#### [INFORMATION PROVIDED]
::::

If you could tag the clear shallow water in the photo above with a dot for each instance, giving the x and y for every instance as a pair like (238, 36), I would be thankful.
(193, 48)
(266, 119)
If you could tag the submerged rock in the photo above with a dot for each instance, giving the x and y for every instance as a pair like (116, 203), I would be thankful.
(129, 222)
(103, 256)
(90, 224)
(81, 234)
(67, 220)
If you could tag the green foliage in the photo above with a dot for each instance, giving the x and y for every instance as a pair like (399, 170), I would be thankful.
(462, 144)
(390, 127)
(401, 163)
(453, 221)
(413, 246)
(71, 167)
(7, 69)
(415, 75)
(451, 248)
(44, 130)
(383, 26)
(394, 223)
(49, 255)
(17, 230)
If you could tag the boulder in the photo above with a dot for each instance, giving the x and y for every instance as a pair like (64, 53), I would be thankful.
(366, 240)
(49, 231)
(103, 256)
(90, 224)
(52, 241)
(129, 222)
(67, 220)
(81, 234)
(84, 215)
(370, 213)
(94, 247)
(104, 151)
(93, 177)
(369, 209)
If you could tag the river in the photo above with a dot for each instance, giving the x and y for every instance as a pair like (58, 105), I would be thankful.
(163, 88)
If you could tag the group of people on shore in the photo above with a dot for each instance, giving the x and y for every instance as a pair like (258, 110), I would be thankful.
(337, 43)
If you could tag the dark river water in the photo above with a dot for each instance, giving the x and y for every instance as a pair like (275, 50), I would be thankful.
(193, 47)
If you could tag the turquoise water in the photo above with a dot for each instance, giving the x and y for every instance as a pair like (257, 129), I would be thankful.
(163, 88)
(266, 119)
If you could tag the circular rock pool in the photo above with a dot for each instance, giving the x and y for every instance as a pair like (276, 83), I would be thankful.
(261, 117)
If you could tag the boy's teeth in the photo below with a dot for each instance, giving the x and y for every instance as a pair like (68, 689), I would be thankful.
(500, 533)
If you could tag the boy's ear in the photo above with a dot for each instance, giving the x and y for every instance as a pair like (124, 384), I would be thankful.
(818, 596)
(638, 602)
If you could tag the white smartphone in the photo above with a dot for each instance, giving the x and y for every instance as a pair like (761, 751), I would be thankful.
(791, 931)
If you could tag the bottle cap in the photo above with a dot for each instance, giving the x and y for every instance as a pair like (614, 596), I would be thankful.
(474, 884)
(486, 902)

::::

#### [OBJECTIVE]
Render the records, from the line containing "If you could tag the dark" up to and including the final line, as a JSON list of strings with one string per line. Omit any blank lines.

#### [CORRECT RESULT]
[
  "If you could tag the dark river water in the photo above with a dot for each instance, giving the x and y for every instance as a pair like (275, 50), I would be thankful.",
  "(193, 47)",
  "If you could tag the turquoise water in the photo above with a dot for each instance, giving the x and y for every instance as a pair like (257, 129), I would be thankful.",
  "(163, 88)",
  "(266, 119)",
  "If you could tag the circular rock pool in the photo above with a dot for each instance, giving the x and y for every instance as a pair like (276, 83), I would be thankful.",
  "(261, 117)",
  "If you could tag the boy's teeth in the photo below with a dot for each instance, giving the x and y for every instance as a pair like (68, 689), I would be thankful.",
  "(500, 533)",
  "If you could tag the boy's ear in the photo above with a dot for each instance, giving the x and y for every instance as a pair like (124, 384), I would be thankful.",
  "(818, 596)",
  "(638, 602)",
  "If you could tag the white smartphone in the photo above with a dot for each instance, giving the x and y for every instance as a pair like (761, 751), I would be thankful.",
  "(791, 931)",
  "If you could tag the bottle cap in the photo above with a dot for each instance, giving the x and y for every instance as a pair like (614, 596), I would be thankful.",
  "(474, 884)",
  "(486, 902)"
]